##### DATA SUPPLIED #####
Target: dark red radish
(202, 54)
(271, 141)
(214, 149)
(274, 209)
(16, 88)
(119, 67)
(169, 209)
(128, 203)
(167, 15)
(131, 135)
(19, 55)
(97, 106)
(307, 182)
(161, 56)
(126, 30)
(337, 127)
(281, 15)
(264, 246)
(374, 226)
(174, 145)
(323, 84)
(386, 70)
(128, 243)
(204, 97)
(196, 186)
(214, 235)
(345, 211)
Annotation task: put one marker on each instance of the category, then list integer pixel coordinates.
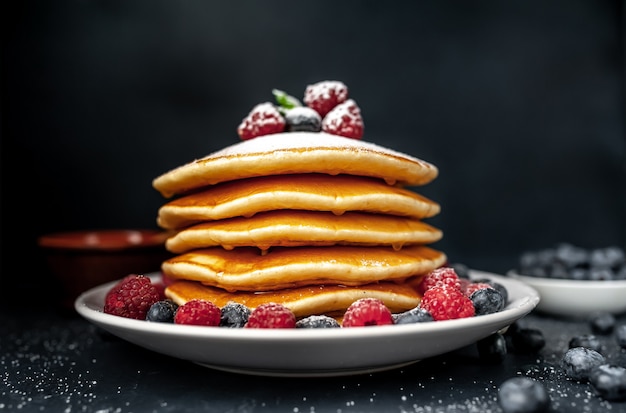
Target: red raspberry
(473, 287)
(440, 276)
(198, 312)
(131, 297)
(271, 315)
(263, 119)
(324, 96)
(367, 312)
(344, 120)
(464, 283)
(447, 303)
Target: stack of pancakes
(309, 220)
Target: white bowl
(576, 298)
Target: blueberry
(579, 274)
(415, 315)
(571, 256)
(234, 315)
(602, 322)
(609, 381)
(609, 257)
(601, 274)
(578, 362)
(523, 395)
(317, 321)
(492, 349)
(496, 285)
(162, 311)
(620, 273)
(527, 340)
(303, 118)
(586, 340)
(487, 301)
(620, 336)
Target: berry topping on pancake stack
(303, 213)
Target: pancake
(292, 228)
(317, 192)
(303, 301)
(296, 152)
(248, 269)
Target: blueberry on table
(578, 362)
(609, 382)
(620, 336)
(589, 341)
(523, 395)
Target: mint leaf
(284, 100)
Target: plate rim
(525, 299)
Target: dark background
(519, 103)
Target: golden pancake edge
(292, 228)
(314, 191)
(249, 269)
(296, 152)
(303, 301)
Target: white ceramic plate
(310, 352)
(572, 298)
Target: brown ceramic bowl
#####
_GIVEN PROBLEM_.
Rewrite all of the material above so that each "Target" becomes "Label", change nothing else, and leave the pictures out.

_RESULT FOR THIS EXERCISE_.
Label: dark red radish
(202, 54)
(271, 141)
(214, 149)
(274, 209)
(16, 88)
(119, 67)
(169, 209)
(128, 203)
(167, 15)
(131, 135)
(19, 55)
(97, 106)
(307, 182)
(161, 56)
(126, 30)
(337, 127)
(281, 15)
(264, 246)
(374, 226)
(174, 145)
(323, 84)
(386, 70)
(128, 243)
(204, 97)
(196, 186)
(214, 235)
(345, 211)
Annotation task: put one marker on each instance of the category, then list integer pixel coordinates.
Label: red raspberry
(473, 287)
(440, 276)
(198, 312)
(131, 297)
(271, 315)
(263, 119)
(324, 96)
(367, 312)
(344, 120)
(464, 283)
(447, 303)
Label: stack of pancakes
(309, 220)
Label: white bowl
(576, 298)
Label: blueberry
(579, 274)
(415, 315)
(571, 256)
(234, 315)
(602, 322)
(609, 381)
(609, 257)
(601, 274)
(578, 362)
(523, 395)
(317, 321)
(492, 349)
(496, 285)
(162, 311)
(620, 273)
(527, 340)
(303, 118)
(586, 340)
(487, 301)
(620, 336)
Label: berry topping on pancake stack
(303, 213)
Label: pancake
(292, 228)
(317, 192)
(303, 301)
(296, 152)
(248, 269)
Label: blueberry on table
(578, 362)
(609, 382)
(620, 336)
(589, 341)
(523, 395)
Label: mint leaf
(284, 100)
Label: plate rim
(525, 299)
Label: dark background
(519, 103)
Label: golden pancake edge
(292, 228)
(314, 191)
(249, 269)
(296, 152)
(303, 301)
Label: white ceramic plate
(310, 352)
(572, 298)
Label: brown ceramic bowl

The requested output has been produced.